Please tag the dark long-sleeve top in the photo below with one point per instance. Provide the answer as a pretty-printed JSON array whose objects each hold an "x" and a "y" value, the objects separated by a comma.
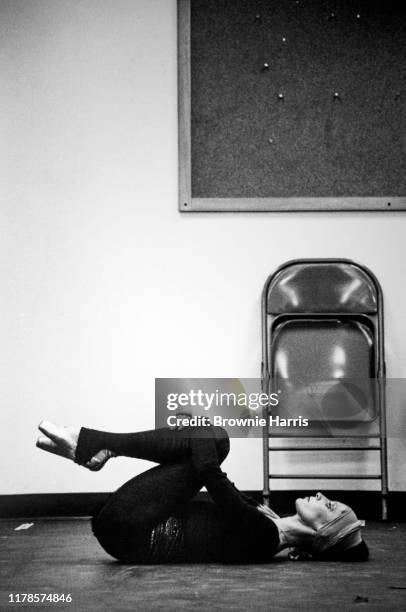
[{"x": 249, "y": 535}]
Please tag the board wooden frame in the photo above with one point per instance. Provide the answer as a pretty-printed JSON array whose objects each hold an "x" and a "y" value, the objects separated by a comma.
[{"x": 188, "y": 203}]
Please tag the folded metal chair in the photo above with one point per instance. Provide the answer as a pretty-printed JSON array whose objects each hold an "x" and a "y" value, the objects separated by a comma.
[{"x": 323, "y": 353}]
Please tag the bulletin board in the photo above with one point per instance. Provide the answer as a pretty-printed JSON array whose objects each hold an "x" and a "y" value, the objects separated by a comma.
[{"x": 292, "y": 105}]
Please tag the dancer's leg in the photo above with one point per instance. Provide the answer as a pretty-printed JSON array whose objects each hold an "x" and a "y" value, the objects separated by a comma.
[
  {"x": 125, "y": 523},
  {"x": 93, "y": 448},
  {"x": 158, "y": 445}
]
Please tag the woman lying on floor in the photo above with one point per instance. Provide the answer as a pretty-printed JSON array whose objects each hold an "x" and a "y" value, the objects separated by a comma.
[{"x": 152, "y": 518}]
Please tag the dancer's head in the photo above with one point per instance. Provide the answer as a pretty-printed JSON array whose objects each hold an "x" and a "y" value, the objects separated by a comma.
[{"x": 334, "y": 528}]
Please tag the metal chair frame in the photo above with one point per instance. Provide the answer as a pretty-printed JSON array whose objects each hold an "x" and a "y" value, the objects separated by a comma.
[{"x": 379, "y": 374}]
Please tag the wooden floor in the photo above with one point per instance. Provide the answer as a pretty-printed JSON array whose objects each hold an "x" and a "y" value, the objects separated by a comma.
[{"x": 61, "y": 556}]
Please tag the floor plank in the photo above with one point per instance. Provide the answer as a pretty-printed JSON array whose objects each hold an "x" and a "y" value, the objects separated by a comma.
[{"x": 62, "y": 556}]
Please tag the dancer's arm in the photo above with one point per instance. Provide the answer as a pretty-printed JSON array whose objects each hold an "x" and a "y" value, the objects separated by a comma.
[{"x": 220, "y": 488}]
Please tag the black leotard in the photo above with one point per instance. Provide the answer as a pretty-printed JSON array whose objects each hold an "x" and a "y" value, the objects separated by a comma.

## TASK STATEMENT
Leave out the pictures and transcribe everything else exactly.

## SOLUTION TO THIS EXERCISE
Please tag the dark long-sleeve top in the photo below with one point per instance. Provide the answer as a pretty-printed JSON array whose objects each hold an "x" and a "y" value, the objects separated by a comma.
[{"x": 249, "y": 535}]
Please tag the board wooden frame in the photo above with one point per instance. Provide the answer as a pretty-printed JSON array whose objects each hold an "x" and a "y" value, the objects separated by a comma.
[{"x": 188, "y": 203}]
Please tag the folded metal chair in the photo above with one point per instance. Provide the answer as a pretty-printed JSON array whose objects each hold an "x" and a "y" value, the objects separated by a comma.
[{"x": 323, "y": 353}]
Please tag the bulletin board in the photo above with one point per instance. Provide the answer as a pretty-printed JSON array whose objects each hold an "x" and a "y" value, the objects separated by a comma.
[{"x": 292, "y": 105}]
Please tag the dancer's leg in the photo above with one point per instance. Provide the answer as a pretty-printed JSON array whose objects each hold an "x" and a "y" value, the objects separated by a comma.
[
  {"x": 125, "y": 523},
  {"x": 93, "y": 448},
  {"x": 158, "y": 445}
]
Please tag the woman lying on floor in the photo above with one point per instance. Provide the answer as a pretty-printed JSON array whose objects each hold an "x" and a "y" value, the objects separated by a comma.
[{"x": 152, "y": 518}]
Please tag the dancer's head in the photo above with one point per instance. Provide the answer as a pretty-printed JSON array whose objects each hold an "x" and a "y" value, the objects separated by a comma.
[{"x": 334, "y": 528}]
Please tag the metal chair frame in the photo above with one point per instance. Provide the answer as a pretty-printed JSON array whose objects each hold an "x" and a "y" value, the objects separated by a comma.
[{"x": 379, "y": 374}]
Please tag the wooden floor in the photo above with one point per instance. Provide the answer as a pretty-printed JSON array whose objects each hold an "x" and a "y" value, the objects separated by a comma.
[{"x": 61, "y": 556}]
Please tag the floor plank in the photo above with one point per instance. Provide the answer as a pretty-printed JSON array whose objects each hold an "x" and a "y" value, the objects separated by a comma.
[{"x": 62, "y": 556}]
Please tag the dancer's arm in the photo above with one point per instance. Provide the answer as a pretty-printed JSON array whose objects each hold an "x" and a "y" value, the objects separated by a comma.
[{"x": 220, "y": 488}]
Please tag the black leotard in the photo above with one point per instance. Provide the answer as a pretty-printed JSON array whose objects each hold an "x" and a "y" value, the objects separated by a comma.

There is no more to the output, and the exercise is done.